- Prompt -
In the descriptive-writing chapter below, condense the paragraph that begins "Look at the adjectives" into a short bulleted list that keeps its main points.

- Reading passage -
────────────────

3Bringing your Descriptions to Life

Close your eyes and sit quietly.

Bring into your inner field of vision – a lemon.

Examine it closely.

It is porous, with a little green dot in the middle of each pore.

Feel the knobbly, cool surface.

Imagine a knife.

You are slicing the lemon in half.

You raise one half to your mouth and sink your teeth into it.

What has happened?

This is an experiment suggested by José Silva and Philip Miele. I’ll wager that your salivary glands started pumping out liquid as you imagined yourself biting into the lemon. The lemon became real for you; your imagination tricked your body into believing it would have to cope with a mouthful of pure citrus. That is one of the things that writing does: it entices the reader into an ‘unreal’ world, a world ‘really’ only composed of funny marks on a page, and through those marks makes the reader consider something which may form no part of normal life. It throws words like real and normal into question, continually challenges and subverts the things we take for granted, the things we think we know.

As you work on the exercises in this chapter, I want you to hold the lemon up steadily, as a pole star. It engendered a physical response. Make that a central aim in your descriptive writing.

Here is a passage by Colette. As you read it, be aware of how it makes you feel:

The caterpillar was perhaps asleep, moulded to the form of a supporting twig of box thorn. The ravages about her testified to her vitality. There were nothing but shreds of leaves, gnawed stems, and barren shoots. Plump, as thick as my thumb and over four inches long, she swelled the fat rolls of her cabbage-green body, adorned at intervals with hairy warts of turquoise blue. I detached her gently from her twig and she writhed in anger, exposing her paler stomach and all her spiky little paws that clung leechlike to the branch to which I returned her.

‘But, mother, she has devoured everything!’

The grey eyes behind the spectacles wavered perplexedly from the denuded twigs to the caterpillar and hence to my face: ‘But what can I do about it? And after all, the box thorn she’s eating, you know, is the one that strangles honeysuckle.’

‘But in any case, what can I do about it? I can hardly kill the creature.’

The scene is before me as I write, the garden with its sun-warmed walls, the last of the black cherries hanging on the tree, the sky webbed with long pink clouds. I can feel again beneath my fingers the vigorous resentment of the caterpillar, the wet, leathery hydrangea leaves, and my mother’s little work-worn hand.

I can evoke the wind at will and make it rustle the stiff papery blades of the bamboos and sing, through the comb-like leaves of the yew, as a worthy accompaniment to the voice that on that day and on all other days, even to the final silence, spoke words that had always the same meaning.

‘That child must have proper care. Can’t we save that woman? Have those people got enough to eat? I can hardly kill the creature.’

My Mother’s House

Look at the adjectives that apply to the caterpillar: plump, thick, fat, cabbage-green, hairy, turquoise blue, spiky, leechlike. Colette works at marshalling our feelings of revulsion at this voracious creature who has almost killed the poor box thorn. It is ‘as thick as my thumb’ – too big, surely. It must be a monster. She is setting her reader up to want the caterpillar dead. But then we witness a sudden turn. The child Colette starts speaking to her mother, lamenting the destruction of the plants. It is the dialogue with the mother that performs the crucial shift, enabling the reader to see the caterpillar in a new way, through the mother’s loving intercession. It is her nurturing, sustaining tolerance, extended, it seems, to all the creatures in the garden, that gives the initially repulsive caterpillar permission to live, permission to carry on denuding the box thorn.

────────────────

- Material -
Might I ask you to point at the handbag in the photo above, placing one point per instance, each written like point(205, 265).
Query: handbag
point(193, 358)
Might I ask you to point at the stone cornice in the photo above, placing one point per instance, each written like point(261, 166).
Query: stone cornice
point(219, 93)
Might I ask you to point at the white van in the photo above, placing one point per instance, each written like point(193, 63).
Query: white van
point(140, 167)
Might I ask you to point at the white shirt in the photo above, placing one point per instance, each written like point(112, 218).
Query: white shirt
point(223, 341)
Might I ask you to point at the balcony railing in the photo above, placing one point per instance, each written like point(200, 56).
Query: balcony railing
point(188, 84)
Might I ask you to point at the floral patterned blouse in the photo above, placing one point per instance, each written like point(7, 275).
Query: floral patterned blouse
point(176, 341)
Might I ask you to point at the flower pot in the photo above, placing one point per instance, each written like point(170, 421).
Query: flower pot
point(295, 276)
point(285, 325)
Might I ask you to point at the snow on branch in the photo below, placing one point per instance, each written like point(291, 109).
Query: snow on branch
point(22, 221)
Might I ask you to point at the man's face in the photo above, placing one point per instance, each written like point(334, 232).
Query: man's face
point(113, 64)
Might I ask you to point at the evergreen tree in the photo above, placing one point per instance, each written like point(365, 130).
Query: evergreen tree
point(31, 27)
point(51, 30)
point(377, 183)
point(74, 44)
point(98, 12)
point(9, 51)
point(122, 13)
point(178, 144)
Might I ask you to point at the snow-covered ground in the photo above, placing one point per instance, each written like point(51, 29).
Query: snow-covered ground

────────────────

- Task solution -
- The adjectives describing the caterpillar are plump, thick, fat, cabbage-green, hairy, turquoise blue, spiky and leechlike.
- Colette uses them to build revulsion at a voracious creature that has nearly killed the box thorn. "As thick as my thumb" makes it seem a monster, so the reader wants it dead.
- A sudden turn comes when the child Colette laments the destroyed plants to her mother.
- This dialogue shifts the reader's view. Through the mother's loving intercession and tolerance, which seems to extend to all the garden's creatures, the caterpillar is allowed to live and keep stripping the box thorn.